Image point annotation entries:

___

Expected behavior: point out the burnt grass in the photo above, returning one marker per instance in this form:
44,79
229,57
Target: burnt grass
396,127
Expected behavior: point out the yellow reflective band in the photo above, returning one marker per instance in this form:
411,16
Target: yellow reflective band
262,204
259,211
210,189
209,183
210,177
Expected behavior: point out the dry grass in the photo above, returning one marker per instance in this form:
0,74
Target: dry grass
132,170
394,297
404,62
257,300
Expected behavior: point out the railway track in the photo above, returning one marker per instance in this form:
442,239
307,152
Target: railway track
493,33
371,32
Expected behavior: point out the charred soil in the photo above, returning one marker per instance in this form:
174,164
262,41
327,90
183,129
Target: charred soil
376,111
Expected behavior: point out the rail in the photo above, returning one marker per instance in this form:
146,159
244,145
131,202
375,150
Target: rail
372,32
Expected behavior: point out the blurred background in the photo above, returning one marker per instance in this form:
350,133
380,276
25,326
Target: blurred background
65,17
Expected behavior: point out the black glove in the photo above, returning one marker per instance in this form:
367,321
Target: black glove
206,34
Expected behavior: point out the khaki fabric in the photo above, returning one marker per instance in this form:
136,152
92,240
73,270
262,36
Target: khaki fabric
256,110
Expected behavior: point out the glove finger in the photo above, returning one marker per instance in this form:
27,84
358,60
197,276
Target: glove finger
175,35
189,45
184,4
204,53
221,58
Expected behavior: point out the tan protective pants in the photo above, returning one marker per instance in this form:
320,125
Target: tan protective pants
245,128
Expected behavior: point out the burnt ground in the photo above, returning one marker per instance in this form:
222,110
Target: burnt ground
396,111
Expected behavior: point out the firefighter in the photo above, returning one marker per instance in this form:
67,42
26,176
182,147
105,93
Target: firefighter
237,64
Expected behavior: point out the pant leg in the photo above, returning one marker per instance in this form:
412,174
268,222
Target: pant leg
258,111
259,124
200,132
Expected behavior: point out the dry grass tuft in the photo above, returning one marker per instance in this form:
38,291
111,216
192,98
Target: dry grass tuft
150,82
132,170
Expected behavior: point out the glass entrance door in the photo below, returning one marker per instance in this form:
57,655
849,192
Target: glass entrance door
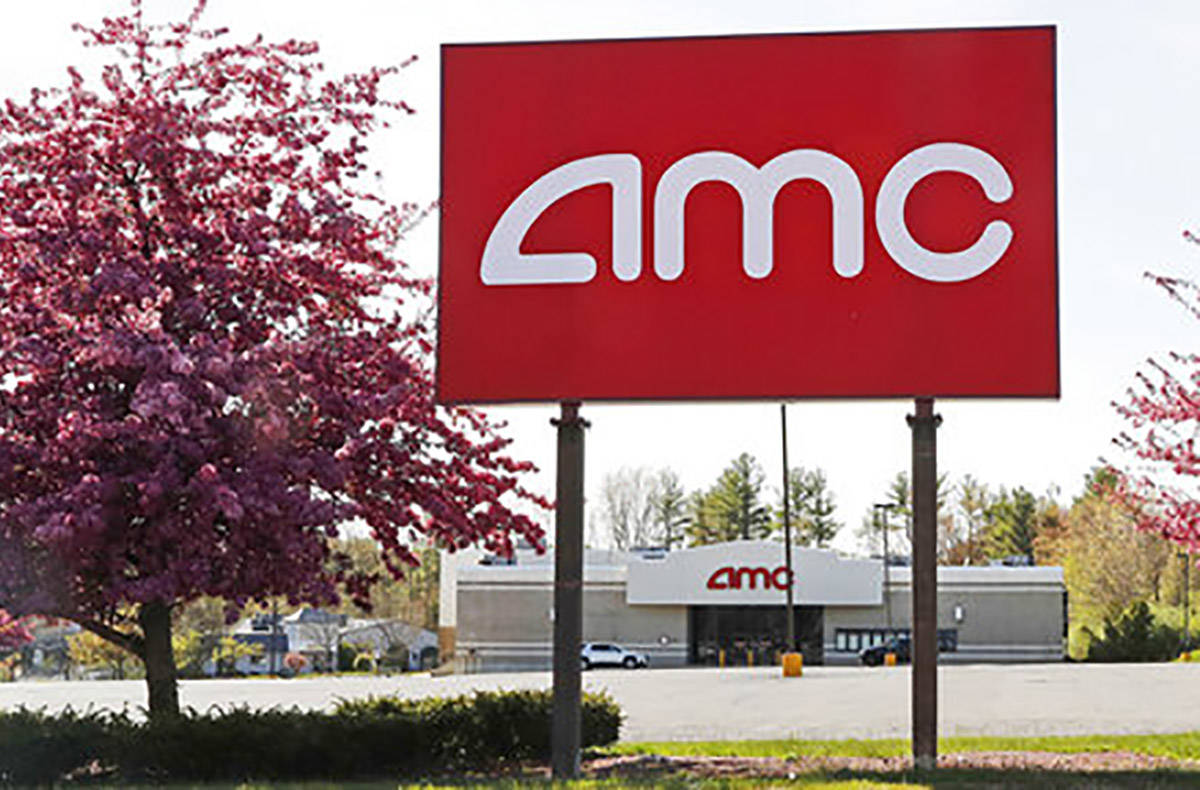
754,635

___

Exercise:
Rewrite all of the entries above, replacing every "marker" with "coordinate pair" and changing nothing else. Leave the pictures out of your output.

Solution for this exercise:
Expected behavior: point out the burnt grass in the photo above, returning one coordinate pair per instance in this form:
44,79
229,57
Target: burnt grass
396,127
Expected behavior: point out the yellow reflective band in the photo above, returning one coordinate pair per instance in this form:
411,16
Target: yellow reflective band
262,204
259,211
210,189
209,183
210,177
Expected behavior: point out the dry grass in the photo above, returning one coordinate pair per instance in this form:
0,74
Target: dry grass
132,170
394,297
404,62
257,300
Expected behavior: point out the railway track in the photo above, returning one coordinate pair per instance in this form:
442,239
307,152
Target: railway track
493,33
371,32
Expected behavior: point out the charred soil in the photo above, returning one coordinate pair per instance in this form:
174,164
262,41
327,90
183,129
Target: charred soil
376,111
Expected behavior: point out the rail in the photo above, returning one coordinate pair per instance in this form:
146,159
244,145
131,202
375,150
Target: rail
372,32
Expected behavior: point out the blurred background in the photo above, returning one coordinate pair per instance in this form:
350,133
380,276
25,326
Target: blurred background
65,17
Expected behavior: point out the black glove in the photo above, returning one coordinate pair per instance in this form:
367,321
Target: black glove
206,34
Expected behavior: point out the khaki fabric in the photo above, returning one coordinate pair per instance in this form:
136,152
92,240
73,270
262,36
Target: khaki fabric
256,110
Expected behavior: point out the glove finger in the photo above, returning one coordinate pair per instance in this form:
27,84
358,60
197,276
Target: glove finger
175,35
189,45
184,4
204,53
221,58
Expected behavior: point out the tan protective pants in the photo above, returning one coordinate pair per instance in this form:
320,125
Target: tan protective pants
245,128
Expected behavior: point out the burnt ground in the photo above, returning one coordinate pair per instance in this form:
222,110
Target: burnt ground
396,111
Expected behavior: point out the firefighter in the photo above, returning one coordinate pair per instance in this form:
67,42
26,176
182,147
105,93
Target: firefighter
237,64
Expected behavior: point out the pant leg in the photo above, returning one coordinate pair per instance in this form:
412,174
268,222
Target: pant leg
258,111
259,124
200,132
Expected behavior: point out the dry grass tuft in the photo above, returning one coordinate pair per instance in this form:
38,291
111,216
192,98
Target: dry grass tuft
150,82
132,170
Expected behavior: point out the glass entrance door in the photo below, returning one coordinate pair per instance in this form:
57,655
849,192
Target: glass entrance door
754,635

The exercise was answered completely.